[Begin Document text]
Afterlife and the Persistence of the Self

In a recent blog post, Ian accuses me of being “instinctively a strong dualist.” His reason seems to be that I affirm that the self persists in normal circumstances but does not persist under teleportation. Unfortunately I could not follow his reasoning.

I hold that from moment to moment, we persist as persons. I don’t see anything inconsistent with physicalism there.

I hold that if we were teleported to another location, we would cease to exist and be replaced by a replica. My reason is that instead of being teleported, we could be duplicated at another location without ceasing to exist at the original location. Intuitively we would remain the original person who is duplicated, and the additional person being created at the new location would be a mere replica. Again, I don’t see that there is anything inconsistent with physicalism here.

Ian insists that according to physicalism, our identity is in our physical body, therefore if a body is a replica of me, it must be me. But this is impossible. If I make a replica of me without destroying the original, how can the replica be me? By hpothesis there are two numerically distinct persons! It seems that Ian is confusing numerical identity with qualitative identity. All I’m saying is that a replica is not numerically identical to the original–a rather basic point.
[End Document text]
[Begin Dataset excerpts]
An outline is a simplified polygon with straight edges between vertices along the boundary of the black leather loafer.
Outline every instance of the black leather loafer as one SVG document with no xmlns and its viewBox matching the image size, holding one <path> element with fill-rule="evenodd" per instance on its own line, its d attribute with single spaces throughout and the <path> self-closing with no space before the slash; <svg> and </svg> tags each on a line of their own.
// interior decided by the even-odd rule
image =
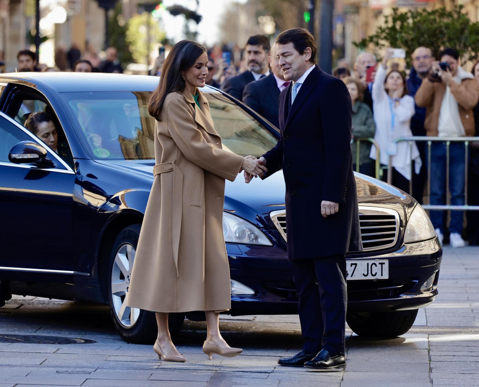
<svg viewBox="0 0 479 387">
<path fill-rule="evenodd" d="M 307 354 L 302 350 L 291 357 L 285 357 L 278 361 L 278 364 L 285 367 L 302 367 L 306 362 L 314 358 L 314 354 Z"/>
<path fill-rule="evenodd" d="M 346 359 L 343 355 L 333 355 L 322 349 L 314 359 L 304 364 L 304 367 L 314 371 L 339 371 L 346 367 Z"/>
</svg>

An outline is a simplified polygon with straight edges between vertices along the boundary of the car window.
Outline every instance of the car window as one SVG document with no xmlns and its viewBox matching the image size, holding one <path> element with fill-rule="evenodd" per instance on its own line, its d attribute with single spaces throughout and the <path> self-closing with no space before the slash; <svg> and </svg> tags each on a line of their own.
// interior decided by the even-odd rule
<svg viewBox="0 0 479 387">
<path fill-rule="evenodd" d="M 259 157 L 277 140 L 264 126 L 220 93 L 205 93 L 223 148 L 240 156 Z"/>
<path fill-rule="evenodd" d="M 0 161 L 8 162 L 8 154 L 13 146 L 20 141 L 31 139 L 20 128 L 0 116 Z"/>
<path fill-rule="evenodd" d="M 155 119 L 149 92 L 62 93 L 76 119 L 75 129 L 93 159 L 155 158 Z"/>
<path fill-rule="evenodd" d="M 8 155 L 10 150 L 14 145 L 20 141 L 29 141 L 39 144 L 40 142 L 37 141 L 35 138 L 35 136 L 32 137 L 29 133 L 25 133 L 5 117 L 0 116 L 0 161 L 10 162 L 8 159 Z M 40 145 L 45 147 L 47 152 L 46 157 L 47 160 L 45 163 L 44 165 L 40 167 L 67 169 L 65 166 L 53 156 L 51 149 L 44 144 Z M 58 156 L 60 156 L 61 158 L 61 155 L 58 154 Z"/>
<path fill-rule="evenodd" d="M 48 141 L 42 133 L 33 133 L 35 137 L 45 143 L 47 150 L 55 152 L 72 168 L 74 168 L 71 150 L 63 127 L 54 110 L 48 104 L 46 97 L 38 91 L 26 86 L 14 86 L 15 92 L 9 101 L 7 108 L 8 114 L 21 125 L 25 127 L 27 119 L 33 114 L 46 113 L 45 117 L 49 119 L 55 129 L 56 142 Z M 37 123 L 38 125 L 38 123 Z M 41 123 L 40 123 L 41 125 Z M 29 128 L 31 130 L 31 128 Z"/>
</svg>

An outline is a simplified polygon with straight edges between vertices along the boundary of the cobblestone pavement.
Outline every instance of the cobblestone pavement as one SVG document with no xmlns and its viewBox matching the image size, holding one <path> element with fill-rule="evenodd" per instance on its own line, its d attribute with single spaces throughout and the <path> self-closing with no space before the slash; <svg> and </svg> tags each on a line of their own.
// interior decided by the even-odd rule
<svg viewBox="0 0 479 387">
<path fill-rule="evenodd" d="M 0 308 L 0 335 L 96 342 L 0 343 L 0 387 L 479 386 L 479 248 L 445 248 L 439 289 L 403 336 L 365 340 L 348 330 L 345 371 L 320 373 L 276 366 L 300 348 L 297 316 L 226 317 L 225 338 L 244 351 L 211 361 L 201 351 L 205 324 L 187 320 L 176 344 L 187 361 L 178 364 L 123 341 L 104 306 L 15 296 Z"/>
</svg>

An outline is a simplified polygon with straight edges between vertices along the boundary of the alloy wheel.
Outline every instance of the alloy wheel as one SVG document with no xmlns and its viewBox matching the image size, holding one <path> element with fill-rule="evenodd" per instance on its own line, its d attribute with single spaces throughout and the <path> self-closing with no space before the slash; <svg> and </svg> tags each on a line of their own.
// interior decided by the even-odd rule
[End Dataset excerpts]
Copy out, word for word, the section of the essay on the persistence of the self that begins with "In a recent blog" and ends with "with physicalism here.".

Solution to the problem
In a recent blog post, Ian accuses me of being “instinctively a strong dualist.” His reason seems to be that I affirm that the self persists in normal circumstances but does not persist under teleportation. Unfortunately I could not follow his reasoning.

I hold that from moment to moment, we persist as persons. I don’t see anything inconsistent with physicalism there.

I hold that if we were teleported to another location, we would cease to exist and be replaced by a replica. My reason is that instead of being teleported, we could be duplicated at another location without ceasing to exist at the original location. Intuitively we would remain the original person who is duplicated, and the additional person being created at the new location would be a mere replica. Again, I don’t see that there is anything inconsistent with physicalism here.